> **Texto da página**:
● ● ● ●

A questão a apreciar e decidir, é óbvio, está em saber se é a "lei nova" que se aplica ao caso ou, pelo contrário, como entendeu o Sr. Juiz a quo, é a norma incriminadora, tal como se apresentava antes daquela alteração, que deve prevalecer, por mais favorável ao arguido.
*
Antes de mais, importa conhecer a factualidade provada e não provada:

Factos Provados:
1. O arguido e ofendida M... viveram juntos, entre data não concretamente apurada do ano de 2006 e Setembro de 2007, como se marido e mulher fossem, residindo numa habitação pertencente ao arguido, sita em (...), área desta comarca.
2. Durante esse tempo, o arguido manteve sempre um comportamento conflituoso e agressivo em relação à sua companheira, a ofendida M...
3. Frequentemente o arguido gritava com a ofendida e, por diversas vezes, desferia-lhe bofetadas, atingindo-a no seu corpo e causando-lhe dores.
4. No dia 10 de Setembro de 2007, quando o arguido e a ofendida caminhavam a pé pela ponte, na localidade de B..., área desta comarca, o arguido, no seio de uma discussão, agarrou com força a gola da camisola que a ofendida vestia naquele momento, e empurrou-a da ponte abaixo, caindo a ofendida no solo.
5. Em consequência da conduta do arguido, sofreu a ofendida dores intensas, ferida no lábio superior, hematoma no olho esquerdo e ainda fractura do braço direito.

● ● ● ●

> **Excertos dos registos**:

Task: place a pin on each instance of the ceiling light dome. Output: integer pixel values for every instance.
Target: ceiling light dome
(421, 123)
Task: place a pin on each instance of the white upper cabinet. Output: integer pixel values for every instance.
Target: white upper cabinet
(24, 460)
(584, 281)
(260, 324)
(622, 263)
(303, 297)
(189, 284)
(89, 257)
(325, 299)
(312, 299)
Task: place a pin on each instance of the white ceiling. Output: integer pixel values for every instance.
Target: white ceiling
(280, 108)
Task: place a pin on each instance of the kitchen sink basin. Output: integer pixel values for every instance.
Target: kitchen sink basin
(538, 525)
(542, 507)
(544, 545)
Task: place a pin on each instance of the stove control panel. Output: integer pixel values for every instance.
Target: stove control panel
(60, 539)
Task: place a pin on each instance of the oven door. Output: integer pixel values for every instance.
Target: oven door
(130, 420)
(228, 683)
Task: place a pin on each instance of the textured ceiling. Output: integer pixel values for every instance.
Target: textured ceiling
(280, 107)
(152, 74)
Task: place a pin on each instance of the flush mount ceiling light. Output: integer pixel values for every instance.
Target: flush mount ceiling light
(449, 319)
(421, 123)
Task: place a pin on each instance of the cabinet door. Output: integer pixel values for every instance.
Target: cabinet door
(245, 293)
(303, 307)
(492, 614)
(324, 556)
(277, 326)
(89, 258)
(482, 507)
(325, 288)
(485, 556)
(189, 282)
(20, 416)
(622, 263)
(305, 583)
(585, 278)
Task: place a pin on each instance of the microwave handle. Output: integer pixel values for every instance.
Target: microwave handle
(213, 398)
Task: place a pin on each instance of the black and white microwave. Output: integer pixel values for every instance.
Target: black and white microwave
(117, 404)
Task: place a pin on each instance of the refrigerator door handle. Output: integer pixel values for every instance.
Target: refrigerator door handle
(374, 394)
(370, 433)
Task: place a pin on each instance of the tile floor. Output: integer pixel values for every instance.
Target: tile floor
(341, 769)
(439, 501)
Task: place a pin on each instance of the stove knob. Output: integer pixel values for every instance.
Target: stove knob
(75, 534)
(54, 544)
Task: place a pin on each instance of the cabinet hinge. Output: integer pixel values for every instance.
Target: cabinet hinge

● ● ● ●

> **Objetivos**:
**A.** Segundo o texto da página, em que dia o arguido empurrou a ofendida da ponte?
**B.** Resume o texto da página em duas frases.
Os registos não têm qualquer relação com o texto da página.

> **Respostas**:
**A.** No dia 10 de Setembro de 2007.

**B.** A questão a decidir é se se aplica ao caso a lei nova ou a norma incriminadora anterior à alteração, que o juiz a quo entendeu dever prevalecer por ser mais favorável ao arguido. Entre os factos provados consta que o arguido, que viveu com a ofendida entre 2006 e Setembro de 2007, a agredia com frequência e, a 10 de Setembro de 2007, a empurrou de uma ponte, causando-lhe dores intensas, ferimentos no rosto e uma fractura do braço direito.